Ein Handwerker klebt die alten Fliesen zu

Handwerker klebten die historischen Fliesen des Bülowhauses in der City zu. Foto: Denkmalverein/hfr

Sorge um ein Stück Hamburg: Handwerker kleben historisches Treppenhaus zu!

Eine historische Jugendstil-Fassade, ein mit Art-Déco-Fliesen verziertes Treppenhaus, kunstvoll geschmiedete Geländer – das 1906 erbaute Bülowhaus in der Rathausstraße 4, in dem sich auch das Café Paris befindet, ist eine Perle in der Hamburger Innenstadt. Seit Dienstag ist dieser Schatz in Gefahr: Handwerker kleben die alten Fliesen zu. Und das Denkmalschutzamt tut nichts!

Die Arbeiten sind in vollem Gange. Seit Dienstag werden die blau-weißen Fliesen des Treppenhauses an der Rathausstraße 4 von Handwerkern mit Rigips-Platten zugeklebt. In die Wand eingelassen ist auch ein besonderes Mosaik aus den 50er Jahren.

Denkmalverein hofft, dass die Arbeiten noch gestoppt werden

Für die Angestellten der in dem Gebäude eingemieteten Unternehmen war der Beginn der Arbeiten eine böse Überraschung. Sie wandten sich umgehend an den Denkmalverein Hamburg, um die Vorgänge zu melden. Deren Geschäftsführerin Kristina Sassenscheidt ist empört: „Das Treppenhaus ist ein schönes Beispiel für qualitätsvolle Alltagsarchitektur aus der Zeit des Jugendstils, mit einem aufwendigen und ungewöhnlichen Wandmosaik unbekannten Datums. Es ist daher höchst bedauerlich, dass die Oberflächen verkleidet und dabei möglicherweise unwiderruflich zerstört werden.“ 

Hingucker: Ein Mosaik aus den 50er Jahren im Treppenhaus der Rathausstraße 4. Denkmalverein/hfr
Auch dieses besondere Mosaik im Treppenhaus der Rathausstraße 4 droht zu verschwinden.

Bitte bearbeiten:
**1.** Beantworte zum Text über das Bülowhaus diese Fragen:
(a) In welchem Jahr wurde das Bülowhaus erbaut?
(b) Womit werden die Fliesen des Treppenhauses zugeklebt?
(c) Wer ist Geschäftsführerin des Denkmalvereins Hamburg?
**2.** Aktualisiere im Text über das Bülowhaus das Stück von „Handwerker klebten die“ bis „Denkmalschutzamt tut nichts!“, indem du „Perle“ durch „Kostbarkeit“ ersetzt, und gib es wieder.

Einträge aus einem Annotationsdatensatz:
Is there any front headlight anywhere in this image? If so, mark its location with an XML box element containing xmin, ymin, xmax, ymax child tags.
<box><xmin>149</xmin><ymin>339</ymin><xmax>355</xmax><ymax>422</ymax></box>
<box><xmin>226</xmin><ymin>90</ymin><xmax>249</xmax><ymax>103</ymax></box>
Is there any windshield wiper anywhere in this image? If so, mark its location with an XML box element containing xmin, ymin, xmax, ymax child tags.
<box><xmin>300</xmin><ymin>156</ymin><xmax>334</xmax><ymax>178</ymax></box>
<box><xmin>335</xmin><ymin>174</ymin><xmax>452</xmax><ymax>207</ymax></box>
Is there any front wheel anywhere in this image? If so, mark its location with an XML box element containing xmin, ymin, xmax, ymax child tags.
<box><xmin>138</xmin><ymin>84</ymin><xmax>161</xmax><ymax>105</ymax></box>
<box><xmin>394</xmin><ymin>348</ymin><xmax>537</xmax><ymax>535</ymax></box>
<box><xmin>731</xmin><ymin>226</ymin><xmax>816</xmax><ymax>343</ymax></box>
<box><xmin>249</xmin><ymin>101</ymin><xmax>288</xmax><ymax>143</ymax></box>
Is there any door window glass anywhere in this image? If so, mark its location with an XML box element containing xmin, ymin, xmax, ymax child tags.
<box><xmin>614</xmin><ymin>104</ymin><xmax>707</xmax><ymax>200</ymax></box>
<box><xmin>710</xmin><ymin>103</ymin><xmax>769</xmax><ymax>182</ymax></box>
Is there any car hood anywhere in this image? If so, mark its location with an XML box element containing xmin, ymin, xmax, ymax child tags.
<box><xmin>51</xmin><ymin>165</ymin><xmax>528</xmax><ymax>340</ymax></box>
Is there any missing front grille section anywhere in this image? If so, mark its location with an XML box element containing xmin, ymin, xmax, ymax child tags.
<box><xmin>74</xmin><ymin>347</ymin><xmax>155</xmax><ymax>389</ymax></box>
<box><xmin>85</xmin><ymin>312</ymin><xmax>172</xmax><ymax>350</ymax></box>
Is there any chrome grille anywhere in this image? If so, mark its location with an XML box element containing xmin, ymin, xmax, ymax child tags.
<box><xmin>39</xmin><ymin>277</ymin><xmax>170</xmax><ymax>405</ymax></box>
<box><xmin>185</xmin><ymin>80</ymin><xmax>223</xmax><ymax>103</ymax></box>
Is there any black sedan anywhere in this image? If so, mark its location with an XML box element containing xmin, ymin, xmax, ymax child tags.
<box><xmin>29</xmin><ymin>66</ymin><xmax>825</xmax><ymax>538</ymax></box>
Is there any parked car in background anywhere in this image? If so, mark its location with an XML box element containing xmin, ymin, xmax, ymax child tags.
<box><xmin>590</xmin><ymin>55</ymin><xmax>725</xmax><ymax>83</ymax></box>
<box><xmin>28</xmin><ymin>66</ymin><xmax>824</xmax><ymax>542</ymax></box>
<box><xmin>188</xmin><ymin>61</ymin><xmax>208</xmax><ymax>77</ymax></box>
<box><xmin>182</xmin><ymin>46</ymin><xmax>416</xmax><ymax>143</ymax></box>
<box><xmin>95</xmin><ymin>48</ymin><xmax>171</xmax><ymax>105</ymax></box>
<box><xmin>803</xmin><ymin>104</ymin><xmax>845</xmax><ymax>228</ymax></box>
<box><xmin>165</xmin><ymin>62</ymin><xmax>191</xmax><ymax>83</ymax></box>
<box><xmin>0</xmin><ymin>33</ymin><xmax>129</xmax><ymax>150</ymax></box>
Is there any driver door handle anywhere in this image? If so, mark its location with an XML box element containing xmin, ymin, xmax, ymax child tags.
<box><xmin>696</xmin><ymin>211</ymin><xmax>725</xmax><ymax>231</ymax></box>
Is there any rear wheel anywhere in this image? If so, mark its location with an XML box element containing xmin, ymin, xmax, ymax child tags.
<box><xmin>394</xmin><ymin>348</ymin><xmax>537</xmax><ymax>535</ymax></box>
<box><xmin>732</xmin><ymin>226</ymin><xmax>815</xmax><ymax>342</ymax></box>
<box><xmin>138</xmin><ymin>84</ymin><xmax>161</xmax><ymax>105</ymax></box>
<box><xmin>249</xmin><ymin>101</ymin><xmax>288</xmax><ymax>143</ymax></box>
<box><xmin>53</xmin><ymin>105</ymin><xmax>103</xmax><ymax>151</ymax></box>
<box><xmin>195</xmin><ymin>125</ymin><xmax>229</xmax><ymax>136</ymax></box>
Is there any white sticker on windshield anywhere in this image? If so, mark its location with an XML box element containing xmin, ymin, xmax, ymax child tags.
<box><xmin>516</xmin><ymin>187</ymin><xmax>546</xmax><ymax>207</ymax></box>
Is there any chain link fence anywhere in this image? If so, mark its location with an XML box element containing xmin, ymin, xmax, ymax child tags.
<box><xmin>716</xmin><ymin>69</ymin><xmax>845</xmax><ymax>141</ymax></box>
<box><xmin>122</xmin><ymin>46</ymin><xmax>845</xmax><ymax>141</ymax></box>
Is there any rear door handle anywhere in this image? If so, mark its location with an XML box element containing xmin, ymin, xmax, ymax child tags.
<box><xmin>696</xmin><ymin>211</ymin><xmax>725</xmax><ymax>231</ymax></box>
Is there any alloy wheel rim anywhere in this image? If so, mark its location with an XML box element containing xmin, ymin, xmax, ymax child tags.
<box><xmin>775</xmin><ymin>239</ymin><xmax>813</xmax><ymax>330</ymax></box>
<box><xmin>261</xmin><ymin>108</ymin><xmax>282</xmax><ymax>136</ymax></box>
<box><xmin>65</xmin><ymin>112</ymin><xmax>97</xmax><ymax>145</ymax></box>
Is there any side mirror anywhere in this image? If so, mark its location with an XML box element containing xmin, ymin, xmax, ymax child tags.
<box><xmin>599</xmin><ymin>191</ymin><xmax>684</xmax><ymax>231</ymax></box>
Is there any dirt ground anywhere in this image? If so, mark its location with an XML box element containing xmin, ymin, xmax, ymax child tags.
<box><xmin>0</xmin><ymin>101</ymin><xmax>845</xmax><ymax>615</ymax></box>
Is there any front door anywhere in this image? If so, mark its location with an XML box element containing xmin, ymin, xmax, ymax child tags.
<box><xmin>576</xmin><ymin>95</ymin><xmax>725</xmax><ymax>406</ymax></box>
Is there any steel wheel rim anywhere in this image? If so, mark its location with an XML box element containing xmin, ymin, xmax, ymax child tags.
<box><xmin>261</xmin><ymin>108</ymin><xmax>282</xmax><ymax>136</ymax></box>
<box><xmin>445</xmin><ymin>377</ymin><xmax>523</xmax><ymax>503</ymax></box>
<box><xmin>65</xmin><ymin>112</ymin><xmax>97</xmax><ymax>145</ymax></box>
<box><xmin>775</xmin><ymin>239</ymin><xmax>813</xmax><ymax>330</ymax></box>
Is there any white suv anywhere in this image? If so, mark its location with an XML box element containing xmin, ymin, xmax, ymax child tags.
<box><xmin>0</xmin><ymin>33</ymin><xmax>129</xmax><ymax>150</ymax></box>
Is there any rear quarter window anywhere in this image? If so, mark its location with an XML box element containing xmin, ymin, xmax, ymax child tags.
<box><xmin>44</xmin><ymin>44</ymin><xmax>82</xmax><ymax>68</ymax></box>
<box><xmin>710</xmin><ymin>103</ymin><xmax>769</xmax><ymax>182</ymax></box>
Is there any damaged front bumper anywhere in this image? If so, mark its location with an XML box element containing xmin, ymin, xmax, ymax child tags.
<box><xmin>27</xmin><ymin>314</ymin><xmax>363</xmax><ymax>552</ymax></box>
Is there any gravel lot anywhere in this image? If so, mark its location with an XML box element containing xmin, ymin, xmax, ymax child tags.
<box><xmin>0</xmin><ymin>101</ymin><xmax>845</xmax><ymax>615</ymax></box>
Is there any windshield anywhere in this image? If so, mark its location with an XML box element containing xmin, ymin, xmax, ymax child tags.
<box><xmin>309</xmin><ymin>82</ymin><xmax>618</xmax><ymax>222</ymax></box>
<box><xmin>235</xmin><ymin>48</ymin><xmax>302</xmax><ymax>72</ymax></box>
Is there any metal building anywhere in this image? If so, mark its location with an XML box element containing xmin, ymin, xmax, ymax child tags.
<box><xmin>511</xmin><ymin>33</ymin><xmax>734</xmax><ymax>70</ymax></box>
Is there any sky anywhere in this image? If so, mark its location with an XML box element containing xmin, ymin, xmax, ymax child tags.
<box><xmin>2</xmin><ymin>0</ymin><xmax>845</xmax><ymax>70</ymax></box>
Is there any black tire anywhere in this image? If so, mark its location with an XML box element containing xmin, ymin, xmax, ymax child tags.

Antworten je Aufgabe:
**1.**
(a) 1906
(b) Mit Rigips-Platten
(c) Kristina Sassenscheidt

**2.**
Handwerker klebten die historischen Fliesen des Bülowhauses in der City zu. Foto: Denkmalverein/hfr

Sorge um ein Stück Hamburg: Handwerker kleben historisches Treppenhaus zu!

Eine historische Jugendstil-Fassade, ein mit Art-Déco-Fliesen verziertes Treppenhaus, kunstvoll geschmiedete Geländer – das 1906 erbaute Bülowhaus in der Rathausstraße 4, in dem sich auch das Café Paris befindet, ist eine Kostbarkeit in der Hamburger Innenstadt. Seit Dienstag ist dieser Schatz in Gefahr: Handwerker kleben die alten Fliesen zu. Und das Denkmalschutzamt tut nichts!